**What to work on**
When the line containing "negative clicks: (100, 125)" appears in the data below, begin copying there and stop only after the line containing "189L318 201L316 211H324L335".
═══
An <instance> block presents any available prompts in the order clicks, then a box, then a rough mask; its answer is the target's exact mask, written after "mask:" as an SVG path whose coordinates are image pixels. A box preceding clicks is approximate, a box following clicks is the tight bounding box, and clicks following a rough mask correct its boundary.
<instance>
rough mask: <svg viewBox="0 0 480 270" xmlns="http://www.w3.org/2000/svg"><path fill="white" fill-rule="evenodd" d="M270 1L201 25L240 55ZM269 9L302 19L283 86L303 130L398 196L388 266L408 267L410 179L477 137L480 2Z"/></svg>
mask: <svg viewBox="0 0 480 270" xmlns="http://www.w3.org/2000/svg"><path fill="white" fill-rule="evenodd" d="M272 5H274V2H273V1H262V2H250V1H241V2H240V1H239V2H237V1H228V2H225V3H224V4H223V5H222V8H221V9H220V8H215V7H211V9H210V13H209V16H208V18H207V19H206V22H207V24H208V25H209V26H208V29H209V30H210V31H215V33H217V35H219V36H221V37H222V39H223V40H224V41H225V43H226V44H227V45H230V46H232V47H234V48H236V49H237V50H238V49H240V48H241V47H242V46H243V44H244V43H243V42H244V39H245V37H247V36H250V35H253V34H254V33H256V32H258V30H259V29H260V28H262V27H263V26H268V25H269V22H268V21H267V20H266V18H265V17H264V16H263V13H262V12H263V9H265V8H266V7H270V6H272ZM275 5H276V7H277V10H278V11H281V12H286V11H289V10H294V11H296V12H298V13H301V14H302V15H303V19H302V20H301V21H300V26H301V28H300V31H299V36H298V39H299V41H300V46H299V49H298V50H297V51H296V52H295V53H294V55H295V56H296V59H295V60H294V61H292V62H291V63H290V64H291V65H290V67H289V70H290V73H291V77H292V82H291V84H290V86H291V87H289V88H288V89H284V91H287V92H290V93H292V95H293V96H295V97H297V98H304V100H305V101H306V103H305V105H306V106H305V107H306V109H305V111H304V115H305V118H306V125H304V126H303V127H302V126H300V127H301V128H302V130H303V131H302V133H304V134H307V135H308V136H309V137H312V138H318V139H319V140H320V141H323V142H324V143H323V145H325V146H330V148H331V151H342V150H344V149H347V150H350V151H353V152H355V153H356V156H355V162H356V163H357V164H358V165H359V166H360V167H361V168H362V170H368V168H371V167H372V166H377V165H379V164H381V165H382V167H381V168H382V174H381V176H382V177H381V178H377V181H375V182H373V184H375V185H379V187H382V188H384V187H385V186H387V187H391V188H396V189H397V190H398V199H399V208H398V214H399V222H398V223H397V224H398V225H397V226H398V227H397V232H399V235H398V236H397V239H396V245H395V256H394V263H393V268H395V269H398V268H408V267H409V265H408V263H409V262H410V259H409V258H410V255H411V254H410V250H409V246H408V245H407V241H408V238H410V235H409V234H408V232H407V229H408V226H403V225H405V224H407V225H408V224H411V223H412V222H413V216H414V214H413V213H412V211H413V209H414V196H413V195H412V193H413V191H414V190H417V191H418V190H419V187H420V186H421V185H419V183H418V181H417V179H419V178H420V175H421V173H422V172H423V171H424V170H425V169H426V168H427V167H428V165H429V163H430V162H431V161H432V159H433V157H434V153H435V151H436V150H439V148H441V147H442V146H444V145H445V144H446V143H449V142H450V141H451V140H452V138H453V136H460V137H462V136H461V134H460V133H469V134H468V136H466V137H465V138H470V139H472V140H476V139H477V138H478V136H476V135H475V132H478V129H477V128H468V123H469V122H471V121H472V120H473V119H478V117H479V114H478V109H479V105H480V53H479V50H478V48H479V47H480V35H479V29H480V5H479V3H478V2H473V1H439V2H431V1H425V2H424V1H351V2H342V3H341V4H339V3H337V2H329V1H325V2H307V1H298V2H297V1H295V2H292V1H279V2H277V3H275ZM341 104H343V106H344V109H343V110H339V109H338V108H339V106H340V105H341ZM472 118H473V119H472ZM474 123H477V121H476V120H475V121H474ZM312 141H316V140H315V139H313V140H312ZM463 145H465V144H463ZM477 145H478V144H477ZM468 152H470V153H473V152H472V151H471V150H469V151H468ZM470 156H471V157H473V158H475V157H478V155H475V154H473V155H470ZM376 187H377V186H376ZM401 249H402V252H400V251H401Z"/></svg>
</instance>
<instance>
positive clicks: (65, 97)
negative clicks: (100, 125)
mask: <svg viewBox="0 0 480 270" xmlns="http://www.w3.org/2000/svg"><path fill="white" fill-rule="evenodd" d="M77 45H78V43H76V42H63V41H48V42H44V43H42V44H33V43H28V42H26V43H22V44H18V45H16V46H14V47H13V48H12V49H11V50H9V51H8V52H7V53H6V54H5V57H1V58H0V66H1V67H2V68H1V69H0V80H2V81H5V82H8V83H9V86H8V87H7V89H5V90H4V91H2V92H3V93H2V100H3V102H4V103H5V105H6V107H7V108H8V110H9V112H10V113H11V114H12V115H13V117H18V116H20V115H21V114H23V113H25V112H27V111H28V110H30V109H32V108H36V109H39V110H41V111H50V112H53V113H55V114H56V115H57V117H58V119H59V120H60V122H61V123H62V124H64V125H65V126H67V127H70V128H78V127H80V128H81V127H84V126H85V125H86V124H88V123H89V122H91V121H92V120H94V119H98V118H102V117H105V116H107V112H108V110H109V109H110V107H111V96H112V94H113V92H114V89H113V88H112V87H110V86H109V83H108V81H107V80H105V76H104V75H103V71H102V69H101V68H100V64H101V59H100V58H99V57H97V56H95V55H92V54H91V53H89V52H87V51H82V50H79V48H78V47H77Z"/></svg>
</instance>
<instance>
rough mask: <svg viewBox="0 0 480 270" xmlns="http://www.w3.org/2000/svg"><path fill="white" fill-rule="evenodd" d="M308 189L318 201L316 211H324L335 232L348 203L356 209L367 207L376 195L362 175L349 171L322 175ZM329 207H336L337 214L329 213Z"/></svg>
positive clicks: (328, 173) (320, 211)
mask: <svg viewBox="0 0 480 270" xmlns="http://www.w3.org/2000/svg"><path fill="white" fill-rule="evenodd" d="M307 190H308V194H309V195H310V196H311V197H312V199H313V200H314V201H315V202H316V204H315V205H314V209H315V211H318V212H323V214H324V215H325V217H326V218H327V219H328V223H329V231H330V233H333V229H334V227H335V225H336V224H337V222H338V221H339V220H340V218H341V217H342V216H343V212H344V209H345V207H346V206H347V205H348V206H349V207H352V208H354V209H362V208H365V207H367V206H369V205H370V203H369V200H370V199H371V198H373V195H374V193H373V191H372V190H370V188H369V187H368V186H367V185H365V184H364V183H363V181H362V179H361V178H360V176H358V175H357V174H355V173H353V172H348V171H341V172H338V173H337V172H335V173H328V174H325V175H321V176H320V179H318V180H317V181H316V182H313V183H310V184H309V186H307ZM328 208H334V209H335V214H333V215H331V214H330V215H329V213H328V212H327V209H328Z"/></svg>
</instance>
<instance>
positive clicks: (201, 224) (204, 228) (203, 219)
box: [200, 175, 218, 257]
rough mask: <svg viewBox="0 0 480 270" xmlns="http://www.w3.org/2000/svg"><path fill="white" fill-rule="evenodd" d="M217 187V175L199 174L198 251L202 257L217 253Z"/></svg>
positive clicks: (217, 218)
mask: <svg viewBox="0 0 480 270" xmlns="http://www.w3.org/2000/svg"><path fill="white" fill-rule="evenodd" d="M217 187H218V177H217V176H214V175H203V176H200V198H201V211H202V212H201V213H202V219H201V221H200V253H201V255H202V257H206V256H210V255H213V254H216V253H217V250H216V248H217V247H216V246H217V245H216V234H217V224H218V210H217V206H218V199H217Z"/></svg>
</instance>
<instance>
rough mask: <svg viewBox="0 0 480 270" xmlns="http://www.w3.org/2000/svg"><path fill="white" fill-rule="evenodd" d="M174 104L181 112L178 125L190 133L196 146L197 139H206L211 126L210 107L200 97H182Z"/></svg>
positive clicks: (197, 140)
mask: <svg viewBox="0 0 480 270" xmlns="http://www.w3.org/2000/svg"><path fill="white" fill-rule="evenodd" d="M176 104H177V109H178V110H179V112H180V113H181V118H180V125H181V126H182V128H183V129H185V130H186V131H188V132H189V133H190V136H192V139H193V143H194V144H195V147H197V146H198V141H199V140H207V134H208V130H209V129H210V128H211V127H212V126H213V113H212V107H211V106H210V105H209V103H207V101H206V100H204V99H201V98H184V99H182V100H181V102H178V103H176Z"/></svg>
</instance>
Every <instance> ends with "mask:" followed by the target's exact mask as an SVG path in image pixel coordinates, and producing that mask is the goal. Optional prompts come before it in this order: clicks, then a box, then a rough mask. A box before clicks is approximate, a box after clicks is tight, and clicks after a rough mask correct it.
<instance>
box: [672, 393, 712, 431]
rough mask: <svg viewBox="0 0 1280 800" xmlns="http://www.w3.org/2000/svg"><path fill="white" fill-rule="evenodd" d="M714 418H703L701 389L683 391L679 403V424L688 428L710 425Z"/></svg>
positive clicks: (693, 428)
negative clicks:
═══
**Expected answer**
negative clicks: (100, 125)
mask: <svg viewBox="0 0 480 270" xmlns="http://www.w3.org/2000/svg"><path fill="white" fill-rule="evenodd" d="M77 45H78V43H76V42H63V41H48V42H44V43H42V44H33V43H28V42H26V43H22V44H18V45H16V46H14V47H13V48H12V49H11V50H9V51H8V52H7V53H6V54H5V57H1V58H0V66H1V67H2V68H1V69H0V80H2V81H5V82H8V83H9V86H8V87H7V89H5V90H4V91H2V92H3V93H2V100H3V102H4V103H5V105H6V107H7V108H8V110H9V112H10V113H11V114H12V115H13V117H18V116H20V115H21V114H23V113H25V112H27V111H28V110H30V109H32V108H36V109H39V110H41V111H50V112H53V113H55V114H56V115H57V117H58V119H59V120H60V122H61V123H62V124H64V125H65V126H67V127H70V128H78V127H80V128H81V127H84V126H85V125H86V124H88V123H89V122H91V121H92V120H94V119H98V118H102V117H105V116H107V112H108V110H109V109H110V107H111V96H112V94H113V92H114V89H113V88H112V87H110V86H109V83H108V81H107V80H105V76H104V75H103V71H102V69H101V68H100V64H101V59H100V58H99V57H97V56H95V55H92V54H91V53H89V52H87V51H82V50H79V48H78V47H77Z"/></svg>
</instance>
<instance>
rough mask: <svg viewBox="0 0 480 270" xmlns="http://www.w3.org/2000/svg"><path fill="white" fill-rule="evenodd" d="M308 189L318 201L316 211H324L335 232L348 203L356 209L367 207L376 195L362 175L349 171L322 175ZM329 207H336L337 214L329 213Z"/></svg>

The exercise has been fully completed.